» Problem details: Make an exact copy of every entry.

» Exercise materials:
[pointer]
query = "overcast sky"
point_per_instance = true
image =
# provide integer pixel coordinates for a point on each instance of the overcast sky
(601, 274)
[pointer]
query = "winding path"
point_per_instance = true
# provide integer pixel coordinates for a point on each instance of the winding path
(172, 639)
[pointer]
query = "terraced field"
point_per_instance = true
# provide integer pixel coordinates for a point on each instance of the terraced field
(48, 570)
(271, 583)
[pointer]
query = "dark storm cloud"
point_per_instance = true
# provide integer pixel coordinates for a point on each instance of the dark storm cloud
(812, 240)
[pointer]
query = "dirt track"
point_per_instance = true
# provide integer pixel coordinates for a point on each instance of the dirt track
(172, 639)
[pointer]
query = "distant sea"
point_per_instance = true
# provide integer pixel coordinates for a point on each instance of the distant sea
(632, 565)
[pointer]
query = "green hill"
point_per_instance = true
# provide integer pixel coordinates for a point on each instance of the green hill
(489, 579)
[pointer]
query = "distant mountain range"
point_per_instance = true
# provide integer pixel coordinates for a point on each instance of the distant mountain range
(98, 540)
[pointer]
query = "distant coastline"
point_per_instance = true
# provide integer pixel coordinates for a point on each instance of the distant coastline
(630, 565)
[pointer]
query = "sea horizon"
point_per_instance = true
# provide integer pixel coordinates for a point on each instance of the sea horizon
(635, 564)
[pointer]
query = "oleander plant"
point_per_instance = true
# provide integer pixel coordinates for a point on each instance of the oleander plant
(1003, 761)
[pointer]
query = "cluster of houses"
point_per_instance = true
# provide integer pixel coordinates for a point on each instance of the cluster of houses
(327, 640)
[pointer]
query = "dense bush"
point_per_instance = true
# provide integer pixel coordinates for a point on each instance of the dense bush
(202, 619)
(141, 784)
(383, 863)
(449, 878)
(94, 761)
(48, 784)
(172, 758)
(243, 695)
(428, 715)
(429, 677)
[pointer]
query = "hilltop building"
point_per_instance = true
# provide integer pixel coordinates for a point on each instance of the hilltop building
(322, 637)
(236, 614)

» Your solution:
[pointer]
query = "overcast sky"
point_per_instance = true
image =
# provide integer pixel coordinates for a point on each instance of the overcast sky
(601, 274)
[pointer]
query = "winding path"
point_per_instance = true
# provide integer pixel coordinates for a point on each instance of the winding path
(172, 639)
[pointer]
query = "terraced field"
point_per_instance = true
# provide integer pixel coordinates for a point on each instance of the terraced field
(48, 570)
(271, 583)
[pointer]
query = "dark storm cloud"
point_per_instance = true
# provide integer pixel coordinates for a point on each instance of the dark storm cloud
(812, 240)
[pointer]
query = "dirt track"
point_per_instance = true
# provide integer pixel coordinates for a point on each instance of the dirt track
(172, 639)
[pointer]
query = "distant sea"
point_per_instance = true
# provide integer pixel coordinates for a point on each instance of the distant sea
(632, 565)
[pointer]
query = "green hill"
point_per_instance = true
# provide integer pixel coordinates for a point on each instance of the green hill
(489, 579)
[pointer]
query = "distant mountain range"
point_per_instance = true
# provide integer pixel coordinates for a point on each instance of the distant mountain range
(98, 540)
[pointer]
query = "distant coastline"
point_per_instance = true
# provide integer pixel coordinates for a point on each instance of the distant coastline
(630, 565)
[pointer]
query = "sea horizon"
point_per_instance = true
# provide integer pixel coordinates for a point on each instance of the sea horizon
(635, 564)
[pointer]
query = "oleander plant"
point_per_instance = true
# provide integer pixel coordinates for a point on each instance of the oleander plant
(1003, 761)
[pointer]
query = "cluster of houses"
point_per_instance = true
# provide integer pixel coordinates for a point on each instance of the cluster of houses
(327, 640)
[pointer]
query = "dense bush"
point_per_instance = true
# provide integer pixel coordinates for a point on each instance of the dense bush
(202, 619)
(141, 784)
(383, 863)
(449, 878)
(94, 761)
(48, 784)
(172, 758)
(243, 695)
(428, 715)
(429, 677)
[pointer]
query = "hilltop building"
point_per_instance = true
# provide integer pixel coordinates for a point on each instance of the hilltop building
(322, 637)
(236, 614)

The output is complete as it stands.